#### PROVIDED TEXT:
Confusion matrix results

This is pretty effective and fairly consistent algorithm and program. I’ve ran it at least two dozen times, the lowest is low 92%’s, and the highest are low 94%’s.

With respect to turning dials and making tweaks, the biggest tweak is finding that about 100 messages is all it needed to make about the same level of consistent predictions.

Please remember when reading the results to look at accuracy, confidence interval, and the reference/prediction block that shows errors and accurate predictions. this is how to read that chart.

Prediction  Reference 0 1
0 True Negative False Positive (Type 1 Error)
1 False Negative (Type 2 Error) True Positive
# print the confusion matrix
conf_mat <- confusionMatrix(predictions, true_labels)
print(conf_mat)
Confusion Matrix and Statistics

          Reference
Prediction    0    1
         0 1726   21
         1  274 1979
                                          
               Accuracy : 0.9262          
                 95% CI : (0.9177, 0.9342)
    No Information Rate : 0.5             
    P-Value [Acc > NIR] : < 2.2e-16       
                                          
                  Kappa : 0.8525          
                                          
 Mcnemar's Test P-Value : < 2.2e-16       
                                          
            Sensitivity : 0.8630          
            Specificity : 0.9895          
         Pos Pred Value : 0.9880          
         Neg Pred Value : 0.8784          
             Prevalence : 0.5000          
         Detection Rate : 0.4315          
   Detection Prevalence : 0.4368          
      Balanced Accuracy : 0.9263          
                                          
       'Positive' Class : 0

#### EXCERPTED RECORDS:

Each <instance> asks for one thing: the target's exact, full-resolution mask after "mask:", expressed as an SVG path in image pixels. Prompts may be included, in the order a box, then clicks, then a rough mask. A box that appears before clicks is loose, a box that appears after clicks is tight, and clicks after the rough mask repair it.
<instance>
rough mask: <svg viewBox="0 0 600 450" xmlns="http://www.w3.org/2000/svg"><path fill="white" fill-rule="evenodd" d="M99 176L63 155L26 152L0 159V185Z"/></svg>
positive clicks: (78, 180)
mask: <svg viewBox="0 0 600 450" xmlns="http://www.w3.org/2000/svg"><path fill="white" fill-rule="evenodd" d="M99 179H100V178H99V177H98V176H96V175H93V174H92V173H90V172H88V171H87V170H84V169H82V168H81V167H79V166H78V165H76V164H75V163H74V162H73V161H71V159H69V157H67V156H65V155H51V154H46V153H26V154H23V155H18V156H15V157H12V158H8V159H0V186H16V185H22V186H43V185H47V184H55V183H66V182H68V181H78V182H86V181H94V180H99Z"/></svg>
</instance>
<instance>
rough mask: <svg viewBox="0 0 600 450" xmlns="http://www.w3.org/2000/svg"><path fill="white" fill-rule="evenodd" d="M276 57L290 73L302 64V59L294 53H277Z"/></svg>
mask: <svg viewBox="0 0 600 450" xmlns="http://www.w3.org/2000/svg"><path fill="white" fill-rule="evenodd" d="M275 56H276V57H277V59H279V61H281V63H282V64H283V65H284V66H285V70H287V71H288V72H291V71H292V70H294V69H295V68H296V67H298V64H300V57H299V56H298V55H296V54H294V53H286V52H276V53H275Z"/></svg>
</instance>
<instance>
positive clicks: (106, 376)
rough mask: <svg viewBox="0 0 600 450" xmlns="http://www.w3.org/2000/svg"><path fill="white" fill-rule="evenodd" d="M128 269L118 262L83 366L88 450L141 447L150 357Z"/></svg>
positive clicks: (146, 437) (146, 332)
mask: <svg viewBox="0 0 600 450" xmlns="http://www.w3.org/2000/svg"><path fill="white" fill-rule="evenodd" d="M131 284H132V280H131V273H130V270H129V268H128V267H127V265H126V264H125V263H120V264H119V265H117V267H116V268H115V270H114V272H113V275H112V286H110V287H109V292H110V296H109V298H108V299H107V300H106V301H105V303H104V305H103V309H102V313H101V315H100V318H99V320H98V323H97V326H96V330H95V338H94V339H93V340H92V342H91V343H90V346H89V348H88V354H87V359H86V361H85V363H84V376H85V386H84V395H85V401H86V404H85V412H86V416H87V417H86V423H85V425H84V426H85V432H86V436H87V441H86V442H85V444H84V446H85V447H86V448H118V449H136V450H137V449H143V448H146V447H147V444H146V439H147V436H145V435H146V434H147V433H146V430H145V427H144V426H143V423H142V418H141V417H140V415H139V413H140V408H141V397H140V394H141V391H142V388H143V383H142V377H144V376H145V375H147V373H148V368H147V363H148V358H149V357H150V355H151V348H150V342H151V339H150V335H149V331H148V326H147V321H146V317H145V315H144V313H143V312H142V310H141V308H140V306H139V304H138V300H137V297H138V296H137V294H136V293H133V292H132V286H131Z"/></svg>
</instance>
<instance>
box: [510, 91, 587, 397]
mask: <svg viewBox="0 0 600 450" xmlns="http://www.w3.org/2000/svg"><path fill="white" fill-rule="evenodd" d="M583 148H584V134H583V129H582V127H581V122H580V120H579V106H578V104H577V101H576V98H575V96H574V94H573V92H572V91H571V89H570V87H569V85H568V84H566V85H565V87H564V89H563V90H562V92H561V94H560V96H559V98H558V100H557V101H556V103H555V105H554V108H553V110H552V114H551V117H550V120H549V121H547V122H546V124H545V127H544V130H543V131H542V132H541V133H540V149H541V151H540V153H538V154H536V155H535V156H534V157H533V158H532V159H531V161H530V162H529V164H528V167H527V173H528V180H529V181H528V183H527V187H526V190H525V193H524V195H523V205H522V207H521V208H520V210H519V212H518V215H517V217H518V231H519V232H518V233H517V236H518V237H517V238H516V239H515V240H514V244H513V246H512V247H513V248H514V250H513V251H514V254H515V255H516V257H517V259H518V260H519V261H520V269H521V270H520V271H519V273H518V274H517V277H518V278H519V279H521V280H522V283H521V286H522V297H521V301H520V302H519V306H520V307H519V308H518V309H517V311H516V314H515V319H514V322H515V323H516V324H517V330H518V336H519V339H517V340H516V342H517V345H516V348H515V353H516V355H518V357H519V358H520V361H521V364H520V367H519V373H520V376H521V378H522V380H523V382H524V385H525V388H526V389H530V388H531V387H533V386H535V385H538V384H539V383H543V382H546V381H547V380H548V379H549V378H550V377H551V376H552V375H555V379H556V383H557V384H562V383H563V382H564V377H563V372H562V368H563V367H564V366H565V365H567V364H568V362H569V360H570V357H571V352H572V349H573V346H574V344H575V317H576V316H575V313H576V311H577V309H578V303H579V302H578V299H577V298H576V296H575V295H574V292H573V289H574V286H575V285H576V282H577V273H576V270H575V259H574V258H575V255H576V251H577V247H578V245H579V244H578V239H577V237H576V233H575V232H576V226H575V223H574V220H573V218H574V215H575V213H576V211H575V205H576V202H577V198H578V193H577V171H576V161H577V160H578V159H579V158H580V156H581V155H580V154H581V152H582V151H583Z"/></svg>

#### WHAT YOU WILL DO:
Reproduce the passage of the confusion matrix post starting with "Please remember when" and going on through "<- confusionMatrix(predictions, true_labels)", word for word. None of the data is needed here.

#### EXERCISE OUTPUT:
Please remember when reading the results to look at accuracy, confidence interval, and the reference/prediction block that shows errors and accurate predictions. this is how to read that chart.

Prediction  Reference 0 1
0 True Negative False Positive (Type 1 Error)
1 False Negative (Type 2 Error) True Positive
# print the confusion matrix
conf_mat <- confusionMatrix(predictions, true_labels)